(Extracted data entries)
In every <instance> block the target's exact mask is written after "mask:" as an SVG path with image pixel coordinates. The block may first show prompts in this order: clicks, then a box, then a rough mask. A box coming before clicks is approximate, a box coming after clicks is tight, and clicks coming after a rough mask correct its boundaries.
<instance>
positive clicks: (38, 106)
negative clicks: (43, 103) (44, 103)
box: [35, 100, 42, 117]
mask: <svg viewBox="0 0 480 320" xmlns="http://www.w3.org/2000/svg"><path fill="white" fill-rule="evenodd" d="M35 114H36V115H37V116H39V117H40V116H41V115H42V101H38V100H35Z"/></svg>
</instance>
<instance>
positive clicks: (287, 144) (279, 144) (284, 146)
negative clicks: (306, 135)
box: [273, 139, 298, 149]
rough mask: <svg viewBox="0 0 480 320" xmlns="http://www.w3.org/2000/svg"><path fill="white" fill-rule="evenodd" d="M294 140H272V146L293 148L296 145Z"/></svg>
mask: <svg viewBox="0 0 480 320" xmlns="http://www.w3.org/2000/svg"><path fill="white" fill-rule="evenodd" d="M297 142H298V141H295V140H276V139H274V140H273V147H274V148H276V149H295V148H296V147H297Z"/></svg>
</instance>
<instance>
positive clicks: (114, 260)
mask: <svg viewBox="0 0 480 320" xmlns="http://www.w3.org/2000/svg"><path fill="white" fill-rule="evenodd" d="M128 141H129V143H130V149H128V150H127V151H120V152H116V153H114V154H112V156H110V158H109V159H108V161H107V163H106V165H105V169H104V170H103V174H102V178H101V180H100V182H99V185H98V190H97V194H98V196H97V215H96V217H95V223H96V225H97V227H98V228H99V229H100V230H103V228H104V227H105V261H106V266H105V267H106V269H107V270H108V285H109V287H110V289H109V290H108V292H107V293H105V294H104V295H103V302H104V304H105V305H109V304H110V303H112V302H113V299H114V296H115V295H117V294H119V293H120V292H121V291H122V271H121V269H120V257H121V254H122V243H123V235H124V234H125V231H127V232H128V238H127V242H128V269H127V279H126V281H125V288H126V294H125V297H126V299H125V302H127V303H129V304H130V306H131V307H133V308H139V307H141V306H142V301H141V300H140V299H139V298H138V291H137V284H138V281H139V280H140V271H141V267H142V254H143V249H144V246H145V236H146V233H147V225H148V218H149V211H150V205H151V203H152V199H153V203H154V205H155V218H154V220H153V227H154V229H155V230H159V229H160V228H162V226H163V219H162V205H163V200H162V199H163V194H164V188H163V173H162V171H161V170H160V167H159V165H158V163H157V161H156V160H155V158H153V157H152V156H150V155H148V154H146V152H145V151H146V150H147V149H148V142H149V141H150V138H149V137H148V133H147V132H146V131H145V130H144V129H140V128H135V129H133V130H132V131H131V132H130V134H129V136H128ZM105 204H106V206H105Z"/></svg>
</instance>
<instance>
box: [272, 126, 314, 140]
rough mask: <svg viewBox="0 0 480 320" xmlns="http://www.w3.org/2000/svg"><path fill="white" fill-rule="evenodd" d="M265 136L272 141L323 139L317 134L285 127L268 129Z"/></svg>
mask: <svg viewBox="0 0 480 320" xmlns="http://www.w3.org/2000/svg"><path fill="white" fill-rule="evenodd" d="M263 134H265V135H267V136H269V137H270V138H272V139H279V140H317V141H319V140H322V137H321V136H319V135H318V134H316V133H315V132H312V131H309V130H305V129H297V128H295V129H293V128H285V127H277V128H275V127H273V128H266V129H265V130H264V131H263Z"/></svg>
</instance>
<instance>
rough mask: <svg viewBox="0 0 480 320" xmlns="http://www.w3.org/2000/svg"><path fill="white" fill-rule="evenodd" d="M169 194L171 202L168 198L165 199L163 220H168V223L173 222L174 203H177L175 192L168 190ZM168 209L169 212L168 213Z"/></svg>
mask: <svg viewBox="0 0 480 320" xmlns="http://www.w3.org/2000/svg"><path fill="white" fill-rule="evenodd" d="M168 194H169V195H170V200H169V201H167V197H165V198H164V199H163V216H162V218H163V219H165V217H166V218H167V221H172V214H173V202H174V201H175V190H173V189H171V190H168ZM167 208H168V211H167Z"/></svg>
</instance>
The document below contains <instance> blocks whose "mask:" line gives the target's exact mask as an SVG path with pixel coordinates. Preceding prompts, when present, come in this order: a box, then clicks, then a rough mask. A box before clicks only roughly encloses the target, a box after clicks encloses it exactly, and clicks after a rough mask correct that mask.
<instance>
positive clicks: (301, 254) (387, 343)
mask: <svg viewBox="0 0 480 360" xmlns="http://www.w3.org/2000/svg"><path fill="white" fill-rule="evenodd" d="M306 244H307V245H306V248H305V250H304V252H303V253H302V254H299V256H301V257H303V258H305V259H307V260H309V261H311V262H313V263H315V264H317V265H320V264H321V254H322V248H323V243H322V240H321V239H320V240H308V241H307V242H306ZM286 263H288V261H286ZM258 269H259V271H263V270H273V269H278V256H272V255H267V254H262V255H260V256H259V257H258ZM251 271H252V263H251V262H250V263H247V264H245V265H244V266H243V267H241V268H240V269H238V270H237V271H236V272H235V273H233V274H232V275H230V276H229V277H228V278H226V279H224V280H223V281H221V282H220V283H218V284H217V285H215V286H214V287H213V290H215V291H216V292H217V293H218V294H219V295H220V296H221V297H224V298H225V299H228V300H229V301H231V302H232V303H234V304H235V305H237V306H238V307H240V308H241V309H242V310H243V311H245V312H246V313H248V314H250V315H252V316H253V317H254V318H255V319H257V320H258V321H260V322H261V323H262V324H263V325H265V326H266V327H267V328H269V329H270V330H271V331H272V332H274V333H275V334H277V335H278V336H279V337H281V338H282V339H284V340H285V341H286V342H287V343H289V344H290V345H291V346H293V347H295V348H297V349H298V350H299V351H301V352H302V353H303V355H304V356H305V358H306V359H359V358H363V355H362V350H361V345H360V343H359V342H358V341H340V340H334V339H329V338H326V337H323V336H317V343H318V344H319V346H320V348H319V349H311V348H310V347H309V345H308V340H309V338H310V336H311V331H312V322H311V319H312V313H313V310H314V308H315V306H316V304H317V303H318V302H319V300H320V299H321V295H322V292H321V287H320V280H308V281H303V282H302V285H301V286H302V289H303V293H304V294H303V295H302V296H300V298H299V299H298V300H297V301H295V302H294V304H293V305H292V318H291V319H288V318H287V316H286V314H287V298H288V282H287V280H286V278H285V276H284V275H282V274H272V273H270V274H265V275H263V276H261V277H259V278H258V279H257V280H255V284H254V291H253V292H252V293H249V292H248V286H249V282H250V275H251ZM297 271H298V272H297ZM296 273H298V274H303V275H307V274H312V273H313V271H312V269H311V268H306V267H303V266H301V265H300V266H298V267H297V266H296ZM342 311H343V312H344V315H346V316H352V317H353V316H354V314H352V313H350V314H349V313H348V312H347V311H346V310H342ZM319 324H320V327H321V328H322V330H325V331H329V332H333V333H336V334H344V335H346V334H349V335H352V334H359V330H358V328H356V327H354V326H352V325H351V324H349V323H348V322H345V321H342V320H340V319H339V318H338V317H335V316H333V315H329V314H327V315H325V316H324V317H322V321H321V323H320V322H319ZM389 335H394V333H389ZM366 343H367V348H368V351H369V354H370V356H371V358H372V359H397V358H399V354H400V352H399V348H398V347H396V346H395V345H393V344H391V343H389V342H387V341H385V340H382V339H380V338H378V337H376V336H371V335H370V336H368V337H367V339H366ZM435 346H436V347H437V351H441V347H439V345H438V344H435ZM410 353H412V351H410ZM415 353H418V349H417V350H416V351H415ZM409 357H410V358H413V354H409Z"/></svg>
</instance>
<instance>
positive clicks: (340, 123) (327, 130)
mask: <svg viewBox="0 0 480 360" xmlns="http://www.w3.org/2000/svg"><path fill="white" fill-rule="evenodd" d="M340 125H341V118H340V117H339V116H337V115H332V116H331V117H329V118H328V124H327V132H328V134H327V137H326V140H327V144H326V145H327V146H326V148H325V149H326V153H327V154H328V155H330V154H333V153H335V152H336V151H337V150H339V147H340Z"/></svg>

● Exercise directions
From the entries above, copy out every line where the string "pixel" appears.

● Output below
In every <instance> block the target's exact mask is written after "mask:" as an SVG path with image pixel coordinates. The block may first show prompts in this order: clicks, then a box, then a rough mask. A box coming before clicks is approximate, a box coming after clicks is tight, and clicks coming after a rough mask correct its boundaries.
The document below contains <instance> blocks whose "mask:" line gives the target's exact mask as an SVG path with pixel coordinates. Preceding prompts, when present, come in this order: a box, then clicks, then a rough mask. A box before clicks only roughly encloses the target, a box after clicks encloses it exactly, and clicks after a rough mask correct that mask.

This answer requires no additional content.